### Information given:
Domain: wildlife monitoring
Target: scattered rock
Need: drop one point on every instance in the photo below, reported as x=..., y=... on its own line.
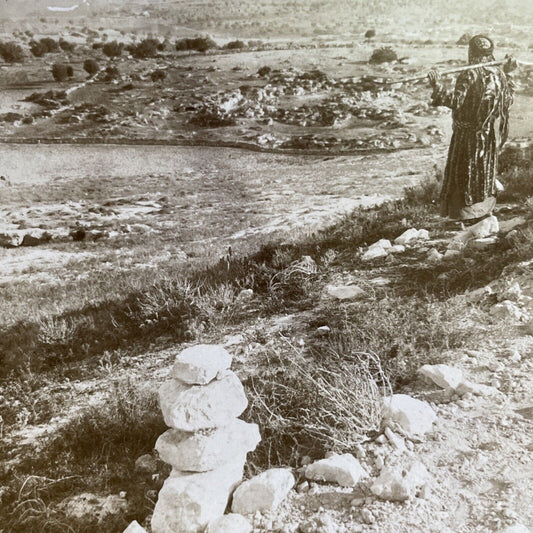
x=319, y=524
x=348, y=292
x=374, y=253
x=135, y=527
x=35, y=237
x=434, y=256
x=230, y=523
x=479, y=294
x=380, y=282
x=245, y=295
x=414, y=416
x=482, y=244
x=485, y=228
x=450, y=254
x=384, y=244
x=207, y=450
x=397, y=249
x=401, y=482
x=345, y=470
x=512, y=293
x=516, y=528
x=263, y=492
x=146, y=464
x=367, y=516
x=467, y=387
x=91, y=507
x=507, y=309
x=443, y=375
x=196, y=407
x=410, y=235
x=11, y=239
x=189, y=502
x=198, y=365
x=508, y=225
x=397, y=442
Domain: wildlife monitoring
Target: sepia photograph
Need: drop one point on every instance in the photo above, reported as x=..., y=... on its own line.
x=266, y=266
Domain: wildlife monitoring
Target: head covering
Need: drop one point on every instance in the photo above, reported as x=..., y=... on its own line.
x=480, y=46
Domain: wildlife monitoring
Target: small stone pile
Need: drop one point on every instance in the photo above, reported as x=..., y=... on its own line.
x=206, y=444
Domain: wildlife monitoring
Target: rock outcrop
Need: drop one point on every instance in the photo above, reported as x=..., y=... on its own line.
x=206, y=444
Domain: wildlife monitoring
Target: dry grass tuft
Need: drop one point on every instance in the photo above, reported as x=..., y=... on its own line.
x=308, y=406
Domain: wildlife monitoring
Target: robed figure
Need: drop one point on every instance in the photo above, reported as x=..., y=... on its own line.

### Your goal:
Print each record as it appears above, dropping every picture from the copy.

### Exercise answer:
Domain: wildlife monitoring
Target: scattered rock
Need: drop one point on every instance in the photo below, reported as x=..., y=... on its own line.
x=319, y=524
x=348, y=292
x=374, y=253
x=135, y=527
x=35, y=237
x=434, y=256
x=230, y=523
x=479, y=294
x=380, y=282
x=245, y=295
x=414, y=416
x=482, y=244
x=485, y=228
x=450, y=254
x=384, y=244
x=207, y=450
x=397, y=249
x=401, y=482
x=345, y=470
x=512, y=293
x=516, y=528
x=263, y=492
x=146, y=464
x=367, y=516
x=467, y=387
x=91, y=507
x=507, y=309
x=443, y=375
x=196, y=407
x=410, y=235
x=11, y=239
x=189, y=502
x=198, y=365
x=508, y=225
x=397, y=442
Domain: wildlife monitoring
Target: sepia photograph
Need: drop one point on every instance in the photo above, reported as x=..., y=... on its own line.
x=266, y=266
Domain: wildlife monitoring
Target: head covering
Need: drop one point on every instance in the photo above, reported as x=..., y=... on its own line.
x=480, y=46
Domain: wildlife monitoring
Target: small stone pile
Need: drop one point on every instance in the photo above, reported as x=..., y=... on its own line.
x=206, y=444
Domain: wildlife monitoring
Target: rock outcrop
Need: drop one point on every instance in the photo above, reported as x=..., y=... on its own line.
x=206, y=444
Domain: wildlife monitoring
Target: dry grass tuft
Need: drop one point on every instance in the photo above, reported as x=..., y=... on its own line.
x=308, y=406
Domain: wildlife monitoring
Target: robed figure
Need: drop one point on every instance in the photo above, reported as x=..., y=... on its own line.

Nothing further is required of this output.